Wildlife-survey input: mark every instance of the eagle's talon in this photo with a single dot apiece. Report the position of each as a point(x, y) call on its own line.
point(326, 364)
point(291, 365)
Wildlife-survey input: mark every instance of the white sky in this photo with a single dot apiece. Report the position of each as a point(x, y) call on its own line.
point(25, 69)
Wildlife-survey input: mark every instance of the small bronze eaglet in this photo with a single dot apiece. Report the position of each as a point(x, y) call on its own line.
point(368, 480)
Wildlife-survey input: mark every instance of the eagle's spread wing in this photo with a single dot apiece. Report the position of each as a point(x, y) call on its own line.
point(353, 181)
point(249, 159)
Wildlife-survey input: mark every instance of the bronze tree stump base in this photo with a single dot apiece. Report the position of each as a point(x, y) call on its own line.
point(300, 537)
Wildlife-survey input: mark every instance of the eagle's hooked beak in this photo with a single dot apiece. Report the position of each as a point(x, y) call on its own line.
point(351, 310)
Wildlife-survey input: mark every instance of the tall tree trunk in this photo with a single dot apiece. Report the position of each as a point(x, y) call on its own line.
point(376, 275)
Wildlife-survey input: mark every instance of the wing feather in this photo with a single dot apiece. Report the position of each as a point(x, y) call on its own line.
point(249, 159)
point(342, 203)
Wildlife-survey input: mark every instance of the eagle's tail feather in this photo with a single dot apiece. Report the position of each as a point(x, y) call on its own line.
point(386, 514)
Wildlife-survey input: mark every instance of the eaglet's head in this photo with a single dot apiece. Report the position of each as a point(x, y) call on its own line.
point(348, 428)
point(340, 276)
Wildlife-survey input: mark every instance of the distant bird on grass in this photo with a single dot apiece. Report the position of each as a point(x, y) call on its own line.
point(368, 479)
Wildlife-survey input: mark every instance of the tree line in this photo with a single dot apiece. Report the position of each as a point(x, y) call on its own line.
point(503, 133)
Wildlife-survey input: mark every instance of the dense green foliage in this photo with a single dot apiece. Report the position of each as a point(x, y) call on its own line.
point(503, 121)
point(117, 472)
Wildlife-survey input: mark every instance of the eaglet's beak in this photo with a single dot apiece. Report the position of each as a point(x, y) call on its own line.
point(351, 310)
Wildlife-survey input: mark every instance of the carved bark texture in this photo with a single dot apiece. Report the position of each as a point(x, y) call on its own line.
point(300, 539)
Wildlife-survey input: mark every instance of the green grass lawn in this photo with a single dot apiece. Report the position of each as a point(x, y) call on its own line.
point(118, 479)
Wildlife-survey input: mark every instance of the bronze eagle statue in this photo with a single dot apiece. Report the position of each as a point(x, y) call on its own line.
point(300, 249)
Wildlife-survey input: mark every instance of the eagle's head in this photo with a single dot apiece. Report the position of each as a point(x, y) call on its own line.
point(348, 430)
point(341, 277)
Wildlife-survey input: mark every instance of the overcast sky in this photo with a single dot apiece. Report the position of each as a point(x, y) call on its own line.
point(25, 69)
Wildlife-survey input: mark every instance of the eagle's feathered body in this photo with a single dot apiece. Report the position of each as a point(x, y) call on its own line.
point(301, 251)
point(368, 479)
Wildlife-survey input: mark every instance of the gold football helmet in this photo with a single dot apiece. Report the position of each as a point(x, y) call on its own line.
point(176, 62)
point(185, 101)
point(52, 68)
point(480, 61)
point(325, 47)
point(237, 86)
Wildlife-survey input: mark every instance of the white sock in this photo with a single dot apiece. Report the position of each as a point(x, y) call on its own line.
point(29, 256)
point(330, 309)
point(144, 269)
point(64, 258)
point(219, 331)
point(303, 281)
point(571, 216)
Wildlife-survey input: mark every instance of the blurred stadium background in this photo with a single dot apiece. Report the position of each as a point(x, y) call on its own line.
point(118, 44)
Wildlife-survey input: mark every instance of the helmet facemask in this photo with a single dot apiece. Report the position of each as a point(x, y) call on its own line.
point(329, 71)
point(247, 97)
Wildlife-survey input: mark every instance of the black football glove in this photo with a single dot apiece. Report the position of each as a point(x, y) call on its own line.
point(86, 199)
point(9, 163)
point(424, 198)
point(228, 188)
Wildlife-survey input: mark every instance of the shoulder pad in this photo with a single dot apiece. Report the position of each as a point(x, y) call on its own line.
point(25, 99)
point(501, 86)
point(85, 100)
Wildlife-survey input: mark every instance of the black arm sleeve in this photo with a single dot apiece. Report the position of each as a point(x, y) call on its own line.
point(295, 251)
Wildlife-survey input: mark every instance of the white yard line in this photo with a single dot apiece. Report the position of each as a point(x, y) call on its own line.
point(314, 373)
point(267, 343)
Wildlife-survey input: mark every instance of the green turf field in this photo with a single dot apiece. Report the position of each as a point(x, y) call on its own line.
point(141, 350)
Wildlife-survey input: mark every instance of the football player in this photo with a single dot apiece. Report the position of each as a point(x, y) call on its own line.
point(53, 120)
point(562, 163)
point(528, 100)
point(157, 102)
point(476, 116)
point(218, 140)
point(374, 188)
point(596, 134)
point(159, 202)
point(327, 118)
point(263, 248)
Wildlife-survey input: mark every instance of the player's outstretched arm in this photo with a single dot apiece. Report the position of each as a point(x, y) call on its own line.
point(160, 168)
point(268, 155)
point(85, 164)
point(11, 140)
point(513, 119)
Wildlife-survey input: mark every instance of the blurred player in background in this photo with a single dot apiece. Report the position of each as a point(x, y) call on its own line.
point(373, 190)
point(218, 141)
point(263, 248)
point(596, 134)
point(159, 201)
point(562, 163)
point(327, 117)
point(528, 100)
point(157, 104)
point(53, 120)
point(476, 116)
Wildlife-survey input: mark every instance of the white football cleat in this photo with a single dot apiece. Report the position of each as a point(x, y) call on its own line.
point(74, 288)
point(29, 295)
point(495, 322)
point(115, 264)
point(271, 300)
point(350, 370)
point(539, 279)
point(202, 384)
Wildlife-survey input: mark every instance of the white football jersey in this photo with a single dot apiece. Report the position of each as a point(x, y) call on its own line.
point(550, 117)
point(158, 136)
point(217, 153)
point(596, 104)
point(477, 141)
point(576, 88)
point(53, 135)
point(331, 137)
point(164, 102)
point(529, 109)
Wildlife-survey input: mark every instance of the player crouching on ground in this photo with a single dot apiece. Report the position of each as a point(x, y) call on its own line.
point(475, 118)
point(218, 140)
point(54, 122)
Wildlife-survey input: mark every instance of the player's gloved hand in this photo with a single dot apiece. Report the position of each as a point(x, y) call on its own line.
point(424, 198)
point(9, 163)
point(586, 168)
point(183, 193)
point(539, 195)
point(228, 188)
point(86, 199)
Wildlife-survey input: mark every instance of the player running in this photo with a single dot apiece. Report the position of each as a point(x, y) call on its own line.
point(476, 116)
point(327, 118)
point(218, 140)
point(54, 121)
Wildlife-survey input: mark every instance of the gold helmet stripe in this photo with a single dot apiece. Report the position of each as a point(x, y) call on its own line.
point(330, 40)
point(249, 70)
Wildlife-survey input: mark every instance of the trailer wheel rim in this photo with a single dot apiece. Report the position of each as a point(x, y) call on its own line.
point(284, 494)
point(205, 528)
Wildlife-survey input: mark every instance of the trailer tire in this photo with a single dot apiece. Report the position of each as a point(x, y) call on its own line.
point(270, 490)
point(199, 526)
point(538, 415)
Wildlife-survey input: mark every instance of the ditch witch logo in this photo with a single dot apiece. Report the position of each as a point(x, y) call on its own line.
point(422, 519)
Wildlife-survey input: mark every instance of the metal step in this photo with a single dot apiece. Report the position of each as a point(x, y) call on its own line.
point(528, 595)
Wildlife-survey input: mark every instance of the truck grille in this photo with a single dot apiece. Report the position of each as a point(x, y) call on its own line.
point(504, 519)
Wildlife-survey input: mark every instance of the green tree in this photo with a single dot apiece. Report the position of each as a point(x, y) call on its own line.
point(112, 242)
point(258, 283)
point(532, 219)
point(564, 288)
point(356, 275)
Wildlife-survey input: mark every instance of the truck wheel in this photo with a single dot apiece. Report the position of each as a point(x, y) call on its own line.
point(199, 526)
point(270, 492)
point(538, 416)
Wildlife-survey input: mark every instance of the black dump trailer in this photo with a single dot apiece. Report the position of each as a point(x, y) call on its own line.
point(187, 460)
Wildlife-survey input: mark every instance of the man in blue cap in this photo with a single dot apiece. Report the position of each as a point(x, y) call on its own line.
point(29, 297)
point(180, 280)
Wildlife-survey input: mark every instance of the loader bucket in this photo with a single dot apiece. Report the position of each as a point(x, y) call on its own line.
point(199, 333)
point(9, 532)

What to do
Everything from the line containing "Wildlife-survey input: mark every instance of the ditch" to the final line of the entries above should be output exactly, and nothing more.

Result for this exercise
Wildlife-survey input: mark every instance of the ditch witch logo in this photo with a single dot apiece. Report the position of each as a point(x, y) call on its own line.
point(422, 519)
Wildlife-survey input: mark every instance of the metal step in this photo with a single dot apiece. Report the position of each as a point(x, y) call on its own line.
point(528, 595)
Wildlife-survey input: mark every instance of the truck grille in this photo with a single dot apiece. Report the position of each as a point(x, y) call on its own line.
point(504, 519)
Wildlife-survey input: mark every instance of the green tree in this photo with a single dot apiece. Report the position of each as a point(x, y) call on its own line.
point(112, 242)
point(258, 283)
point(532, 219)
point(564, 288)
point(356, 275)
Wildlife-survey input: mark every instance of the truck wheel in this photo with a single dot apiece. Report the position of each as a point(x, y) call on its own line.
point(199, 526)
point(270, 492)
point(538, 416)
Wildlife-survey input: mark every instance of the black dump trailer in this photo with a single dot apiece. Report the position of each as a point(x, y) call on its own line.
point(187, 460)
Wildlife-survey input: mark every instance of the man in blue cap in this photo with a single dot apiece. Report the position of each as a point(x, y) call on its own line.
point(29, 297)
point(180, 280)
Wildlife-survey input: mark every instance of the loader bucket in this photo with a single dot apiece. Report the position of each as a point(x, y) call on its own line.
point(199, 333)
point(9, 532)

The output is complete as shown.